Document excerpt:

============================================================

Fields of scarlet

wild flowers

A week ago, I heard via my shooting buddy, Jen that there was a field of wild poppies on the South Downs, about an hour and a half away from here.  The trip was more than rewarded. Perched high up on the South Downs overlooking the Solent, the poppies basked in the evening sun. We stood in that field for more than three hours and it felt like minutes.

West Sussex

We have a few varieties of field poppies in this country.  Poppy fields that spring up on fallow ground tend mostly to comprise the common poppy, papaver rheas.  The prickly poppy, papaver argemone, has smaller flowers and prefers lighter, sandy soils.  The rough poppy, papaver hybridum, is rarer, but its habitat is the chalky soils of the South Downs.  I must confess that I didn’t inspect the individual flowers very closely but looking at my pictures, the poppies we stood among were mostly common poppies.

poppy field

An individual poppy flower lasts only one day but a single plant can produce as many as 400 flowers.  That’s a lot of poppies.  I would guess ‘our’ field was only about half way through its flowering life – there were plenty of seed heads but also plenty of buds yet to open.

Poppy field 3

Another name for the common poppy is the corn rose. Ceres, the Roman goddess of corn was depicted wearing a wreath of common poppies. Poppies used to be a common sight in cornfields but selective herbicides and other modern farming practices have made this rarer. They do still pop up on land left fallow, but not in the same place two years running, which keeps landscape photographers on their toes!

West Sussex

Of course, this year the poppy is very topical, with the WW1 centenary.  These tough little plants, whose seeds needs rough handling to germinate, became the emblem of remembrance because they grew in such abundance on the disturbed soil of the battlefields.  I must confess, however, that standing surrounded by the flowers as they nodded gently in the evening breeze, war and death couldn’t have been further from my mind.

============================================================

Material supplied:
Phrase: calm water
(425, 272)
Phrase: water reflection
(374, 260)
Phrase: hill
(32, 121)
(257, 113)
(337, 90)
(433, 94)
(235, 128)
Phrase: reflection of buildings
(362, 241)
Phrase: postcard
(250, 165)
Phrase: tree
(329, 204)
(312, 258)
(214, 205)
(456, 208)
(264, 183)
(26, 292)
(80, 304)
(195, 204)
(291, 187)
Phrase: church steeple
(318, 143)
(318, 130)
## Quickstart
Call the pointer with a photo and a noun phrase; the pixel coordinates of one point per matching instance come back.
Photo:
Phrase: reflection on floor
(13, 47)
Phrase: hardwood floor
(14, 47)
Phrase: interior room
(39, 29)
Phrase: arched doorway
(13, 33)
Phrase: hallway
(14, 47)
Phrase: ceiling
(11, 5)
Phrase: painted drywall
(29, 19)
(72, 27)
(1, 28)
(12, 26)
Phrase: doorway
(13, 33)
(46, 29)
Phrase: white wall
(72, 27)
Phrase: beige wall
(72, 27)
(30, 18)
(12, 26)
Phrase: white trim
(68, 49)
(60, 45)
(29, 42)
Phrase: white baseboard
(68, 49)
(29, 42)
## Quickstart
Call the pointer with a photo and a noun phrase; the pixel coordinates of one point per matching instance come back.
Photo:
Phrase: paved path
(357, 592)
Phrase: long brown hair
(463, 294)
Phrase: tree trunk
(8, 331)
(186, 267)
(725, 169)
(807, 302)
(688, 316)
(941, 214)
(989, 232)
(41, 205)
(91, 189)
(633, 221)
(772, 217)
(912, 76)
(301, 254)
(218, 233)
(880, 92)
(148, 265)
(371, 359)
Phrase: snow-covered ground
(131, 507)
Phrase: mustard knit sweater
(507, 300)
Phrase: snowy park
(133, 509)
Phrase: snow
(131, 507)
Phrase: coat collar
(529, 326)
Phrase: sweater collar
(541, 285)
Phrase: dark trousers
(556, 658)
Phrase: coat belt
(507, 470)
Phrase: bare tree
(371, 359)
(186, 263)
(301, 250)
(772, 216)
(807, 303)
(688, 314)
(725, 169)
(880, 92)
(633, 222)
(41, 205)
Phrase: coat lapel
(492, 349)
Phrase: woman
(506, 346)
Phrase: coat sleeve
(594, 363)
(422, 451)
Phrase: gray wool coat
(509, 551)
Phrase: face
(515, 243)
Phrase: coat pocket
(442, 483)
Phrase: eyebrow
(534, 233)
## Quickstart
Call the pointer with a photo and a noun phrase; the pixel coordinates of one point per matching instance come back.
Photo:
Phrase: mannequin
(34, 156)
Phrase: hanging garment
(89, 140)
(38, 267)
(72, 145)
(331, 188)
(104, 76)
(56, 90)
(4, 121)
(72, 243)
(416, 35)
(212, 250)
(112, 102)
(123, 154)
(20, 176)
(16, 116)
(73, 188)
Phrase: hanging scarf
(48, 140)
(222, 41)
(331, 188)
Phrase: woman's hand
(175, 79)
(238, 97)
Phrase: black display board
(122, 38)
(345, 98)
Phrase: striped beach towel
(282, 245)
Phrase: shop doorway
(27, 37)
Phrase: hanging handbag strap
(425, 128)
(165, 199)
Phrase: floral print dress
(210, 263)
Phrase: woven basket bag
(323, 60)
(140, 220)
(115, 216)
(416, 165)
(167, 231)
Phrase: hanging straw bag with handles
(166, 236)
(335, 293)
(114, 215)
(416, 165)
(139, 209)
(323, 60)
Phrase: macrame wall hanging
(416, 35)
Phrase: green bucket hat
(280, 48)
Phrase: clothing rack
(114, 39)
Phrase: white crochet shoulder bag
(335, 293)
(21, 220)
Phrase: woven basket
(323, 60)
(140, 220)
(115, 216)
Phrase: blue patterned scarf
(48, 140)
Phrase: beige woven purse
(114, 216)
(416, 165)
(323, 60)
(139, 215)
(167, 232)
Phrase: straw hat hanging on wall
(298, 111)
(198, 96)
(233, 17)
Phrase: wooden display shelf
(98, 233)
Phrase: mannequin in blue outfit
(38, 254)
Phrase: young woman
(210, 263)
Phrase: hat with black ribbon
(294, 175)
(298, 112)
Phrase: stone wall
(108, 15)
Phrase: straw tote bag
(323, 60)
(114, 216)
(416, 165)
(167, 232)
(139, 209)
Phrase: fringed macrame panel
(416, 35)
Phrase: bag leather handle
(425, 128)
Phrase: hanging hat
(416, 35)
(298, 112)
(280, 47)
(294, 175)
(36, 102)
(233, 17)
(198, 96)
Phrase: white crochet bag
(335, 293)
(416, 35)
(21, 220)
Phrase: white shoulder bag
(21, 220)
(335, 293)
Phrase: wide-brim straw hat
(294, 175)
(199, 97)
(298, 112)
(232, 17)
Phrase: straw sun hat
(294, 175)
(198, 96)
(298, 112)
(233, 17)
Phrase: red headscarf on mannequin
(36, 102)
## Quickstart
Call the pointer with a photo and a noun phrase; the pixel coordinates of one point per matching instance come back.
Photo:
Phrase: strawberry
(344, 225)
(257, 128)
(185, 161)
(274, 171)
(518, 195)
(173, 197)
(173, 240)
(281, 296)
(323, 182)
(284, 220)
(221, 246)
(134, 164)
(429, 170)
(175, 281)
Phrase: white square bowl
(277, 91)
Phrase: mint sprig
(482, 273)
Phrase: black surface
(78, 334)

============================================================

Work instructions:
(A) In the poppy field text, how many flowers can a single poppy plant produce?
(B) Pick up the poppy field text after its final sentence and keep writing it.

The responses:
(A) As many as 400 flowers.

(B)
Poppy field 2

Mad Patsy said, he said to me,
That every morning he could see
An angel walking on the sky;
Across the sunny skies of morn
He threw great handfuls far and nigh
Of poppy seed among the corn;
And then, he said, the angels run
To see the poppies in the sun.

 

A poppy is a devil weed,
I said to him – he disagreed;
He said the devil had no hand
In spreading flowers tall and fair
Through corn and rye and meadow land,
by garth and barrow everywhere:
The devil has not any flower,
But only money in his power.

 

And then he stretched out in the sun
And rolled upon his back for fun:
He kicked his legs and roared for joy
Because the sun was shining down:
He said he was a little boy
And would not work for any clown:
He ran and laughed behind a bee,
And danced for very ecstasy.

 

– James Stephens In the poppy field 

 

21 thoughts on “Fields of scarlet

    • Hi Emilio
      Thanks. They’ve become something of a holy grail for photographers, mostly because their locations are so hard to predict. Every summer there are rumours. Some photogs are happy to share their locations and some keep them close. Last year I found one quite by chance.

  1. Utterly charming. Are all three varieties of your poppies red? Seems we have the golden orange out here and it has been doing the same moving around in my yard that you described. A couple of years ago, I had some volunteers pop up (presumably from a neighbor’s yard) and the following year, they reappeared, but in a new spot. I’ll take them wherever I can get them! 🙂

    California poppies (the same ones growing here in Oregon) used to cover entire fields out in the countryside, turning them golden orange. Such a lovely sight to see. Even more so when the purple lupines joined the poppies for a spectacular complimentary show of color!

    • Hi. All three of the poppies mentioned here are red but we have other indigenous varieties that are different colours: for example, the yellow horned poppy, which grows by the sea. In my garden I grow Californian poppies. Love them. They self seed so freely. I also grow opium poppies, oriental poppies and welsh poppies. I have tried Himalayan poppies and Icelandic poppies too but my soil is wrong for them.

  2. I love all sorts of poppies but I have never looked very closely at the wild varieties, assuming they were all the same. Now I am going to look more closely at them. Your first photograph is magnificent, I can see it finding its way into one of your exhibitions. Amelia

    • Thanks, Amelia. That one is my favourite too. Unfortunately, my next exhibition, the biggest one, is specifically Surrey images but I will definitely try to squeeze some poppies into the one after that. 🙂

    • Thanks. The South Downs are a range of hills in the south of England, mostly the countries of East and West Sussex (this field was in West Sussex). They are now a national park.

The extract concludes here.